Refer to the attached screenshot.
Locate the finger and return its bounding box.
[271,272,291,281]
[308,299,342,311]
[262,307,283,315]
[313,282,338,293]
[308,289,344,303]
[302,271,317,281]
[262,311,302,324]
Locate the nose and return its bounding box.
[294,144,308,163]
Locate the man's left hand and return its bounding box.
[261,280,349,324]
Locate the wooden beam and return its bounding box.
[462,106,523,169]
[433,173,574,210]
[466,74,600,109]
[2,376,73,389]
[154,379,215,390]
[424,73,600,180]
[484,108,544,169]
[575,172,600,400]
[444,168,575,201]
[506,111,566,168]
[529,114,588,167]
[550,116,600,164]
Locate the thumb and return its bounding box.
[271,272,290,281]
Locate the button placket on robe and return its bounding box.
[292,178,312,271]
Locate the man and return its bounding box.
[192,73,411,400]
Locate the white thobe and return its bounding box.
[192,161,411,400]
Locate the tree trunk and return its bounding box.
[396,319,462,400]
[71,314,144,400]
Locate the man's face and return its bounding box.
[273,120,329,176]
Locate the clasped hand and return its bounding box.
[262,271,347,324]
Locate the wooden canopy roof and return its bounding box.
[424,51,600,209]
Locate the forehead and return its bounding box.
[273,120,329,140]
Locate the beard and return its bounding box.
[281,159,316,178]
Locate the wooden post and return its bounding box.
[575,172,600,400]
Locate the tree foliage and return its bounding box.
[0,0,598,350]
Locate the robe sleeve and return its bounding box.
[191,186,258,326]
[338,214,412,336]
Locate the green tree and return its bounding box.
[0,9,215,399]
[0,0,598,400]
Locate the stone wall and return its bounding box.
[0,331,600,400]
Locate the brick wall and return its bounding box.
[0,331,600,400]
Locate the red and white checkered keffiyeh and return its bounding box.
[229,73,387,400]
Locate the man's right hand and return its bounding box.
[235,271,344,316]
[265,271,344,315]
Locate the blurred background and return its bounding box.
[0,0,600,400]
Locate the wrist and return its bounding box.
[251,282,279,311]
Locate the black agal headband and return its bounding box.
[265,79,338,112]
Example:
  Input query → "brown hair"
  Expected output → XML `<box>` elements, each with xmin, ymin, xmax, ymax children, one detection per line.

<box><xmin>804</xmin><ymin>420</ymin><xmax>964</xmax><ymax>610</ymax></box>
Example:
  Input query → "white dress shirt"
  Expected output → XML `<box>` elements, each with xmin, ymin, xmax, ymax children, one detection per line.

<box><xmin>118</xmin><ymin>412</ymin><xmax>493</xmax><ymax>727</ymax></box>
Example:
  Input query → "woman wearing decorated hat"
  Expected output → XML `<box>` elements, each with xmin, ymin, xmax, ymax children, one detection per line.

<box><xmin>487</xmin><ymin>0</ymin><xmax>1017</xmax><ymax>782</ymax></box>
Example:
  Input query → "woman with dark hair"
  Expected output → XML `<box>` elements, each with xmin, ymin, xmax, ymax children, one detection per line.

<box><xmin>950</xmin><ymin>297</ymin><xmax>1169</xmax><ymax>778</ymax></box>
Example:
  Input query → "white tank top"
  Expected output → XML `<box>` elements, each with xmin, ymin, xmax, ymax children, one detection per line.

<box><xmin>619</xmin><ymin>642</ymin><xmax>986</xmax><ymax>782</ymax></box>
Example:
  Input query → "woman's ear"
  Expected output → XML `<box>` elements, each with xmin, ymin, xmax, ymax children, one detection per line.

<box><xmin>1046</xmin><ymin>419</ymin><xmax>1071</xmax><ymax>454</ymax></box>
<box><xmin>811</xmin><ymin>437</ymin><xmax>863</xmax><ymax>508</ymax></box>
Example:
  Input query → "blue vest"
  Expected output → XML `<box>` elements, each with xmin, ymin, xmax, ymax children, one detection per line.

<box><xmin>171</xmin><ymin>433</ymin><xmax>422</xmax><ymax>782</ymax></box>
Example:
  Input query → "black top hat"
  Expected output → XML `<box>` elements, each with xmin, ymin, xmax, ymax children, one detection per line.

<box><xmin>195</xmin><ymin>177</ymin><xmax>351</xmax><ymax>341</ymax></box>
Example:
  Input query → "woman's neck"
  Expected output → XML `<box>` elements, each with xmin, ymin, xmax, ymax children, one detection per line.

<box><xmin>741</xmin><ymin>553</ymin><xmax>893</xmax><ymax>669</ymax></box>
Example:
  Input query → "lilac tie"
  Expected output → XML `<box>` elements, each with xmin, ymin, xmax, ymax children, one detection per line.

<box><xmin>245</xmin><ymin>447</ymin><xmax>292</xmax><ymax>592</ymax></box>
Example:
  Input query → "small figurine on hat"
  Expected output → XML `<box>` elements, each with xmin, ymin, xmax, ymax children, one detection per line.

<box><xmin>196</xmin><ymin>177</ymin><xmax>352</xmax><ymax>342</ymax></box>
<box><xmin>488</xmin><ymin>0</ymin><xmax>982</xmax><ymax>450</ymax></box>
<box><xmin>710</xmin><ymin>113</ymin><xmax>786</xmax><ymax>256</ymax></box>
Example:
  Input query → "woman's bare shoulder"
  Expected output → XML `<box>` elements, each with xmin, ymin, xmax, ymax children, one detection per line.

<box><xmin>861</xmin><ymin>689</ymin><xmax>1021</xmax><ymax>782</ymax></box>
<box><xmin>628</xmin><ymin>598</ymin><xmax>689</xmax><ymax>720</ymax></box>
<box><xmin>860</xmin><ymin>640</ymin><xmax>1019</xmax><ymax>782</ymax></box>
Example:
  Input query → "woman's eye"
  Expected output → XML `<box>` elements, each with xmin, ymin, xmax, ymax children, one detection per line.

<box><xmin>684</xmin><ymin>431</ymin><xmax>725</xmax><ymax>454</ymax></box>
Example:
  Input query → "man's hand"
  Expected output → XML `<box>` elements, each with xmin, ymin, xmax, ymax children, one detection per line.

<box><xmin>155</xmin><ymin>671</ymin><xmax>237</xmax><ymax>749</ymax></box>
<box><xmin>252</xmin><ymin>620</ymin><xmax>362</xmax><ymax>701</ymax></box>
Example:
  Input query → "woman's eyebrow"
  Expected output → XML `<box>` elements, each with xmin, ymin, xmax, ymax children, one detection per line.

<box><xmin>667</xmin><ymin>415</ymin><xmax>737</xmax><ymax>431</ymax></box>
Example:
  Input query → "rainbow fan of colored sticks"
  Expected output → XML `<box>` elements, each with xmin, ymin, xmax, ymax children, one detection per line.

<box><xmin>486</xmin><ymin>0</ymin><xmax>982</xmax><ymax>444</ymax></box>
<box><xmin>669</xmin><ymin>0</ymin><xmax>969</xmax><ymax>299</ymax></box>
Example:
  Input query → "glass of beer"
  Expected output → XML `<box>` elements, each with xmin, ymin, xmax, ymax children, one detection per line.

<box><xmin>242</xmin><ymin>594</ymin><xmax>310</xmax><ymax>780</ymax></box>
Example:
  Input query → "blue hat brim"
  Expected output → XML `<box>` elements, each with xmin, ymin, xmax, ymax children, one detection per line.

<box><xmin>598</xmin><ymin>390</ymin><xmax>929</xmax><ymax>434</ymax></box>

-=-=-

- What you are asked to do
Write out again everything from the first of the lines above down to the line containing "[424,51,600,209]", keeping the text lines unchanged and shifting every bounding box coordinate by adding 105 to it.

- Problem solution
Refer to the attached screenshot.
Locate the finger and return its bounding box.
[376,377,396,386]
[413,404,447,416]
[367,412,388,420]
[418,387,443,398]
[413,394,449,408]
[407,376,422,386]
[367,416,407,429]
Locate the nose and return its bounding box.
[399,249,413,268]
Locate the man's left hand and return its bounding box.
[366,385,454,429]
Locate the wooden beam and return its bounding box.
[567,211,628,274]
[538,278,679,315]
[571,179,705,214]
[107,481,178,494]
[259,484,320,495]
[529,178,705,285]
[589,213,649,274]
[680,277,705,505]
[549,273,680,306]
[611,216,671,273]
[634,219,693,272]
[655,221,705,269]
Locate the thumb and return its bounding box.
[376,377,395,386]
Locate the button placket on robe and return its bounding box.
[397,283,417,376]
Locate the man and return its bounding box.
[297,178,516,505]
Locate the white thobe and return its bounding box.
[297,266,516,505]
Locate the tree trunk and return its bounding box.
[501,424,567,505]
[176,419,249,505]
Locate the man's face and return its bounding box.
[378,225,434,281]
Locate the clasped hand and return its bounding box.
[367,376,452,429]
Locate the wooden canopy roof and return its bounding box.
[529,156,705,314]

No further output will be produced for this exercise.